### Required work
Repeat the records below word for word.

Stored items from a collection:
»»

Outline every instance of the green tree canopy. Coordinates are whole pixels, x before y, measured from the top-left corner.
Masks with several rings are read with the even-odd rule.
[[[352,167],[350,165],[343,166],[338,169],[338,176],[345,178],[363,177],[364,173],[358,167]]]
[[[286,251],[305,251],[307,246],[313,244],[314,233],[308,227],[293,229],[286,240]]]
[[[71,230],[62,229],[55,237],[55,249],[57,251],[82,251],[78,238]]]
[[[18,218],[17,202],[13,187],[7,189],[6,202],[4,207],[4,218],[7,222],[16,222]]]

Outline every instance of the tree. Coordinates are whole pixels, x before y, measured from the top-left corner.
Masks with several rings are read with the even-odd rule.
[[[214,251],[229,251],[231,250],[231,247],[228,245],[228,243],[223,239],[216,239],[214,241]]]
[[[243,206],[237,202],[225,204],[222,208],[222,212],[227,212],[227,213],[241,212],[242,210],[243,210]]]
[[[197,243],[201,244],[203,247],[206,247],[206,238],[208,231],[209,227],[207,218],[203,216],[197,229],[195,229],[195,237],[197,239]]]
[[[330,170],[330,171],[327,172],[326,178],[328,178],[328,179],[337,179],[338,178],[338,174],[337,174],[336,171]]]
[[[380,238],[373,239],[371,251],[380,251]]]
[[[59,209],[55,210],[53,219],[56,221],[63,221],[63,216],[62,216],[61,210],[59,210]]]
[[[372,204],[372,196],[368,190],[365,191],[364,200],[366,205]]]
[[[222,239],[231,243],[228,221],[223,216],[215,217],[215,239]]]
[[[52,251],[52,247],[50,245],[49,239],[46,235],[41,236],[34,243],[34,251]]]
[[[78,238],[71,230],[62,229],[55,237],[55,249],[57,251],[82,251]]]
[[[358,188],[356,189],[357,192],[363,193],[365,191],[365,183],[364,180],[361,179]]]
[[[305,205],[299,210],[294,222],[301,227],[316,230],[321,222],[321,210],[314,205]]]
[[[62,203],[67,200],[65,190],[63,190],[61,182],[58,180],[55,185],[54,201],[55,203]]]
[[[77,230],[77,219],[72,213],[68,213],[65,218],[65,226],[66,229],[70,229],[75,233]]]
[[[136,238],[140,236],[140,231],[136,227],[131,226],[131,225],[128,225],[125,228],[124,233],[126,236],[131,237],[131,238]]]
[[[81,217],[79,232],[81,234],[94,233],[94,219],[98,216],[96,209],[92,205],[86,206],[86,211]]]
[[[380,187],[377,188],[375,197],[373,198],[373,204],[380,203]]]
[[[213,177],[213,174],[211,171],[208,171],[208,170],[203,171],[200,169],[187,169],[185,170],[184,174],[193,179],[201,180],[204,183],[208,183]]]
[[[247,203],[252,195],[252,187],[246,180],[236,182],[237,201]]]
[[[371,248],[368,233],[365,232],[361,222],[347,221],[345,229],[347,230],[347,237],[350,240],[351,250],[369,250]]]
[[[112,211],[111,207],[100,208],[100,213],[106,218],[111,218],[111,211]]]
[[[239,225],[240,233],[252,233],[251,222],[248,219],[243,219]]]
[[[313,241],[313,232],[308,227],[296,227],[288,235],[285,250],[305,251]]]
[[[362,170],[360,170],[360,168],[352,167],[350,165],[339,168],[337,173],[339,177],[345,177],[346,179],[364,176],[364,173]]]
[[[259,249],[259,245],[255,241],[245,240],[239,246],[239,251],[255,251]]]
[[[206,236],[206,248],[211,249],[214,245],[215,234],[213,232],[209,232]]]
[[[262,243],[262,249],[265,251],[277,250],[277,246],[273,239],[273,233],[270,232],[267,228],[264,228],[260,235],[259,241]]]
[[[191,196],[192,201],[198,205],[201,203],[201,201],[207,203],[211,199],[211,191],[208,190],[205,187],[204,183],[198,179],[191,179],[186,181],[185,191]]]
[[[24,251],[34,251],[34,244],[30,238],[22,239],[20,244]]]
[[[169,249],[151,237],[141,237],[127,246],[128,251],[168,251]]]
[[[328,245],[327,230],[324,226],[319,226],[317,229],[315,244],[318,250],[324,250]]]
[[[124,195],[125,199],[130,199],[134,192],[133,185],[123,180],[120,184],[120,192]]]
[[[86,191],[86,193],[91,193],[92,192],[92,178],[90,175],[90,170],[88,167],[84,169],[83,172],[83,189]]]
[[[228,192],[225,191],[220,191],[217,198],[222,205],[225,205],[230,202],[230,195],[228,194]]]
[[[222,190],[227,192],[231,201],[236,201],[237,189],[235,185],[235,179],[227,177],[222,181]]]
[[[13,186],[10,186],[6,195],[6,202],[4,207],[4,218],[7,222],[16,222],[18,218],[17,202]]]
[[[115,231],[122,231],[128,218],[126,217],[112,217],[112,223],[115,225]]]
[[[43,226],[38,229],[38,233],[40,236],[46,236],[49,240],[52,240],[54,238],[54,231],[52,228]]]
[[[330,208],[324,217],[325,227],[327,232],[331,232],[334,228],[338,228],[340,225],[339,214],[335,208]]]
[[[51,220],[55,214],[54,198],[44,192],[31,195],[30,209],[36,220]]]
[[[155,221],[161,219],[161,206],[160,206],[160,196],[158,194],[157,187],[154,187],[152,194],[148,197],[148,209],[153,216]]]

««

### Answer below
Outline every instance of the green tree canopy. Coordinates are whole pixels, x before y, measured from the top-left corner.
Masks with several rings are read with the even-odd rule.
[[[352,167],[350,165],[343,166],[338,169],[338,176],[345,178],[363,177],[364,173],[358,167]]]
[[[286,251],[305,251],[307,246],[313,244],[314,233],[308,227],[293,229],[286,240]]]
[[[71,230],[62,229],[55,237],[55,249],[57,251],[82,251],[78,238]]]
[[[18,218],[17,202],[13,187],[7,189],[6,202],[4,207],[4,218],[7,222],[16,222]]]

Outline every instance of the tree. Coordinates are whole pixels, x before y, measured from the top-left corner.
Masks with several rings are read with the even-odd rule.
[[[214,251],[229,251],[231,250],[231,247],[228,245],[228,243],[223,239],[216,239],[214,241]]]
[[[243,206],[237,202],[225,204],[222,208],[222,212],[227,212],[227,213],[241,212],[242,210],[243,210]]]
[[[197,243],[201,244],[203,247],[206,247],[206,238],[208,231],[209,227],[207,218],[203,216],[197,229],[195,229],[195,237],[197,239]]]
[[[330,170],[330,171],[327,172],[326,178],[328,178],[328,179],[337,179],[338,178],[338,174],[337,174],[336,171]]]
[[[380,238],[373,239],[371,251],[380,251]]]
[[[59,209],[55,210],[53,219],[56,221],[63,221],[63,216],[62,216],[61,210],[59,210]]]
[[[372,204],[372,196],[368,190],[365,191],[364,200],[366,205]]]
[[[222,239],[231,243],[228,221],[223,216],[215,217],[215,239]]]
[[[52,251],[52,247],[50,245],[49,239],[46,235],[41,236],[34,243],[34,251]]]
[[[78,238],[71,230],[62,229],[55,237],[55,249],[57,251],[82,251]]]
[[[358,188],[356,189],[357,192],[363,193],[365,191],[365,183],[364,180],[361,179]]]
[[[305,205],[299,210],[294,222],[301,227],[316,230],[321,222],[321,210],[314,205]]]
[[[62,203],[67,200],[65,190],[63,190],[61,182],[58,180],[55,185],[54,201],[55,203]]]
[[[77,230],[77,219],[72,213],[68,213],[65,218],[65,226],[66,229],[70,229],[75,233]]]
[[[136,238],[140,236],[140,231],[136,227],[131,226],[131,225],[128,225],[125,228],[124,233],[126,236],[131,237],[131,238]]]
[[[81,217],[79,232],[81,234],[94,233],[94,219],[98,216],[96,209],[92,205],[86,206],[86,211]]]
[[[380,187],[377,188],[375,197],[373,198],[373,204],[380,203]]]
[[[213,177],[213,174],[211,171],[208,171],[208,170],[203,171],[200,169],[187,169],[185,170],[184,174],[193,179],[201,180],[204,183],[208,183]]]
[[[247,203],[252,195],[252,187],[246,180],[236,182],[237,201]]]
[[[371,248],[368,233],[365,232],[361,222],[347,221],[345,229],[347,230],[347,237],[350,240],[351,250],[369,250]]]
[[[112,211],[111,207],[100,208],[100,213],[106,218],[111,218],[111,211]]]
[[[239,225],[240,233],[252,233],[251,222],[248,219],[243,219]]]
[[[313,241],[313,232],[308,227],[296,227],[288,235],[285,250],[305,251]]]
[[[362,170],[360,170],[360,168],[352,167],[350,165],[339,168],[337,173],[339,177],[345,177],[346,179],[364,176],[364,173]]]
[[[259,249],[259,245],[255,241],[245,240],[239,246],[239,251],[255,251]]]
[[[206,236],[206,248],[211,249],[214,245],[215,234],[213,232],[209,232]]]
[[[262,243],[262,249],[265,251],[277,250],[277,246],[273,239],[273,233],[270,232],[267,228],[264,228],[260,235],[259,241]]]
[[[191,196],[192,201],[198,205],[201,203],[201,201],[207,203],[211,199],[211,191],[208,190],[205,187],[204,183],[198,179],[191,179],[186,181],[185,191]]]
[[[24,251],[34,251],[34,244],[30,238],[22,239],[20,244]]]
[[[169,249],[151,237],[141,237],[127,246],[128,251],[168,251]]]
[[[328,245],[327,230],[324,226],[319,226],[317,229],[315,244],[318,250],[324,250]]]
[[[124,195],[125,199],[130,199],[134,192],[133,185],[123,180],[120,184],[120,192]]]
[[[86,191],[86,193],[91,193],[92,192],[92,178],[90,175],[90,170],[88,167],[84,169],[83,172],[83,189]]]
[[[228,192],[225,191],[220,191],[217,198],[222,205],[225,205],[230,202],[230,195],[228,194]]]
[[[222,190],[227,192],[231,201],[236,201],[237,189],[235,185],[235,179],[227,177],[222,181]]]
[[[13,186],[10,186],[6,195],[6,202],[4,207],[4,218],[7,222],[16,222],[18,218],[17,202]]]
[[[115,231],[122,231],[128,218],[126,217],[112,217],[112,223],[115,225]]]
[[[43,226],[38,229],[38,233],[40,236],[46,236],[49,240],[52,240],[54,238],[54,231],[52,228]]]
[[[330,208],[324,217],[325,227],[327,232],[331,232],[334,228],[338,228],[340,225],[339,214],[335,208]]]
[[[51,220],[55,214],[54,198],[44,192],[31,195],[30,209],[36,220]]]
[[[155,221],[161,219],[161,206],[160,206],[160,196],[158,194],[157,187],[154,187],[152,194],[148,197],[148,209],[153,216]]]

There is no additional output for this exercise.